TASK OBJECTIVE -> Each entry that follows should be retyped exactly.

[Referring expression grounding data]
□ □ □ □ □ □ □
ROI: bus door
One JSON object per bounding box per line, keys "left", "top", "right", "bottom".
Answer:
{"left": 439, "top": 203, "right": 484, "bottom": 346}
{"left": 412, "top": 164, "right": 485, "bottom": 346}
□ □ □ □ □ □ □
ANSWER SPACE ->
ROI: bus door
One JSON object per bounding box per line, keys "left", "top", "right", "bottom".
Answer:
{"left": 439, "top": 203, "right": 484, "bottom": 346}
{"left": 412, "top": 164, "right": 485, "bottom": 346}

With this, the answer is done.